An exact repetition of all the entries that follow is required.
——————————
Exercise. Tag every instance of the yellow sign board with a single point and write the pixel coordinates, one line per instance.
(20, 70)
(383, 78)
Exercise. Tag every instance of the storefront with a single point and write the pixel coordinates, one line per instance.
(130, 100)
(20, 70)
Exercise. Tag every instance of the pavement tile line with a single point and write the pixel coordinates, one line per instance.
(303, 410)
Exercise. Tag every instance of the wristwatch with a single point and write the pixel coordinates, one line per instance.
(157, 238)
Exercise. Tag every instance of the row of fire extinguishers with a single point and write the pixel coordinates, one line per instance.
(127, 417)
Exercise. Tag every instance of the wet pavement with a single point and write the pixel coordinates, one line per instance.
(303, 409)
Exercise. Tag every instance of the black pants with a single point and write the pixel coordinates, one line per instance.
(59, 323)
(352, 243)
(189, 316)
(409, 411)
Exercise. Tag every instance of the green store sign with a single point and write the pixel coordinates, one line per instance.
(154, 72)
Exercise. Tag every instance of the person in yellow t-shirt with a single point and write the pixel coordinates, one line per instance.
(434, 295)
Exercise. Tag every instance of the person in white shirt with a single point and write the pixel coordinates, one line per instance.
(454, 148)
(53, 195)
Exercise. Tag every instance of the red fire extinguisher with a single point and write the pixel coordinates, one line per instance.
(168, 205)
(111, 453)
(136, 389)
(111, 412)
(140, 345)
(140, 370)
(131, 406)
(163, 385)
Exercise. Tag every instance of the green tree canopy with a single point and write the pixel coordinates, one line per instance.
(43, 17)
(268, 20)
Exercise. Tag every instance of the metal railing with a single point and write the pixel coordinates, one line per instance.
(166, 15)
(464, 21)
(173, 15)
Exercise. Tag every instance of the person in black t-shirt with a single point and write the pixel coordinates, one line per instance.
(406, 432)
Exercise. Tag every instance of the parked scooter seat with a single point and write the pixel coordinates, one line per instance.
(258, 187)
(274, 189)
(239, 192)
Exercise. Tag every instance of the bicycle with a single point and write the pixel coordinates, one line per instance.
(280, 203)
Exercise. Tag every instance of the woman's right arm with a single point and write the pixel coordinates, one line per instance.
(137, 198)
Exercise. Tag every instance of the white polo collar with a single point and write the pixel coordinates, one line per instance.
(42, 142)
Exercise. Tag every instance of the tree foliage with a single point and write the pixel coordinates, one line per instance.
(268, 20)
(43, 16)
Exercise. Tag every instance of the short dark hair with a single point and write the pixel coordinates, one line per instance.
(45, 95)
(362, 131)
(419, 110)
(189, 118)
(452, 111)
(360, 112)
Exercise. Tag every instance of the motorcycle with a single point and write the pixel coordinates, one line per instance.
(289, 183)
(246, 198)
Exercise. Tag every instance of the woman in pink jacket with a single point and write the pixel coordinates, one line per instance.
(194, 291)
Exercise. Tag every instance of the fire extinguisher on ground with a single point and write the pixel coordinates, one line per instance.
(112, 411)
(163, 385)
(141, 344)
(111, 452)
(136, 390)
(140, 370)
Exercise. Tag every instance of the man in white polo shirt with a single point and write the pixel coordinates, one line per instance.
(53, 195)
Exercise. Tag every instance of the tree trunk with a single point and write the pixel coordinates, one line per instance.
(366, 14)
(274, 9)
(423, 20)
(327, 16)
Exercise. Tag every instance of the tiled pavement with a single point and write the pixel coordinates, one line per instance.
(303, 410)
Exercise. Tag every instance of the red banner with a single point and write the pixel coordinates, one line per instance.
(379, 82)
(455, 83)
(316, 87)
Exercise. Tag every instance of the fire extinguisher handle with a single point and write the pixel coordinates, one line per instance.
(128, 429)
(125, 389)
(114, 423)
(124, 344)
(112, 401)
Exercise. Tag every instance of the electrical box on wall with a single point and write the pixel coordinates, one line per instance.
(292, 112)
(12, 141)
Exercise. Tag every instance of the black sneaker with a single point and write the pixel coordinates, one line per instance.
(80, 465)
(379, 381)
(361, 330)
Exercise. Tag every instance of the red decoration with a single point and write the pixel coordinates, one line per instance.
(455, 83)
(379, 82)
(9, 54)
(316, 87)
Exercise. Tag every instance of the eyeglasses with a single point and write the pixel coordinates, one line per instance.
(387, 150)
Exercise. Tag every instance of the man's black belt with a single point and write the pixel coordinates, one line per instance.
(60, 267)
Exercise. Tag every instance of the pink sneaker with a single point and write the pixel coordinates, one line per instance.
——————————
Solution to the exercise.
Exercise. Tag every instance of the yellow sign board with a single point and write the pixel coordinates, one line per instance.
(20, 70)
(383, 78)
Exercise. Tag every instance of the storefront with a single point and write the pixel coordinates, one line per instance.
(130, 100)
(20, 70)
Exercise. Tag every instance of the pavement tile line with a single point and write the pixel coordinates, one line per instance.
(303, 410)
Exercise. Tag every instance of the wristwatch with a single point and write the pixel coordinates, one line per instance.
(157, 238)
Exercise. Tag every instance of the row of fire extinguishers with a single point and write the pixel coordinates, one line per instance.
(127, 417)
Exercise. Tag every instance of the wet pavement with a single point and write the pixel coordinates, one line per instance.
(303, 409)
Exercise. Tag every instance of the black pants with a single point and write the pixel coordinates, one line per instance.
(59, 323)
(352, 243)
(189, 316)
(409, 411)
Exercise. Tag every instance of the green store sign with a single point and write the pixel coordinates, one line per instance.
(154, 72)
Exercise. Tag every instance of the person in yellow t-shirt with a single point and write the pixel coordinates, one line per instance.
(434, 295)
Exercise. Tag every instance of the person in white shirt with a single point and write the pixel coordinates, one line per instance.
(454, 148)
(53, 195)
Exercise. Tag every instance of the red fire extinguisher with a single point and write the pixel coordinates, one line per instance.
(168, 205)
(111, 453)
(136, 389)
(111, 412)
(140, 345)
(140, 370)
(131, 406)
(163, 385)
Exercise. Tag every instance of the green tree canopy with a single point and write the pixel coordinates, one line per instance.
(43, 17)
(268, 20)
Exercise. Tag every instance of the metal railing with a single point and write the pixel coordinates, one line per instance.
(166, 15)
(464, 21)
(173, 15)
Exercise. Tag every instance of the person in black t-shirt with a single point and write the pixel coordinates, one line per instance.
(406, 432)
Exercise. Tag every instance of the parked scooter seat with a single point and write the pixel coordinates, one line per instance.
(258, 187)
(274, 189)
(239, 192)
Exercise. Tag every instance of the bicycle with a single point and write the pixel coordinates, one line per instance.
(280, 203)
Exercise. Tag every instance of the woman's right arm with a single point and write the pixel coordinates, one line per instance.
(137, 198)
Exercise. Tag every instance of the white polo collar with a single point and write the pixel coordinates, one line per instance.
(42, 142)
Exercise. Tag every instance of the tree foliage with a single point and write the pixel coordinates, one line per instance.
(268, 20)
(43, 16)
Exercise. Tag every instance of the short dark hair with a single point and write the pixel coordinates, one line per instance.
(45, 95)
(362, 131)
(419, 110)
(189, 118)
(452, 111)
(360, 112)
Exercise. Tag every instance of the motorcycle with a single point and write the pixel coordinates, one line per instance.
(289, 183)
(246, 198)
Exercise. Tag every instance of the woman in pink jacket with a single point and write the pixel coordinates, one line per instance.
(194, 291)
Exercise. Tag every instance of the fire extinguisher on ground with a single point and write the pixel coordinates, one line per instance.
(112, 411)
(163, 385)
(141, 344)
(111, 452)
(136, 390)
(140, 370)
Exercise. Tag every instance of the man in white polo shirt with a single point and write the pixel coordinates, one line per instance.
(53, 195)
Exercise. Tag every instance of the tree trunk with a single point and write the pixel coordinates, one line per instance.
(366, 14)
(274, 9)
(423, 20)
(327, 16)
Exercise. Tag every instance of the tiled pavement with a single point and write the pixel coordinates, one line per instance.
(303, 410)
Exercise. Tag every instance of the red banner with a single point and write the pixel coordinates, one line per instance.
(379, 82)
(455, 83)
(316, 87)
Exercise. Tag every instance of the fire extinguisher handle with a single point and write the pixel coordinates, one line per instance.
(128, 429)
(125, 389)
(114, 423)
(124, 344)
(112, 401)
Exercise. Tag every instance of the electrical box on wall with a single point and write the pixel coordinates, one line per instance.
(292, 112)
(12, 141)
Exercise. Tag every instance of the black sneaker with a single point and write the pixel coordinates, one line per instance.
(80, 465)
(379, 381)
(361, 330)
Exercise. Tag every instance of the red decoration with a single point and write the pixel coordinates, one line per instance.
(455, 83)
(379, 82)
(9, 54)
(316, 87)
Exercise. Tag every instance of the eyeglasses with a single point and write the pixel coordinates, one line per instance.
(387, 150)
Exercise. Tag every instance of the man's black belt with a single point and write the pixel coordinates, one line per instance.
(60, 267)
Exercise. Tag every instance of the pink sneaker with a single point and write the pixel coordinates, one line per instance.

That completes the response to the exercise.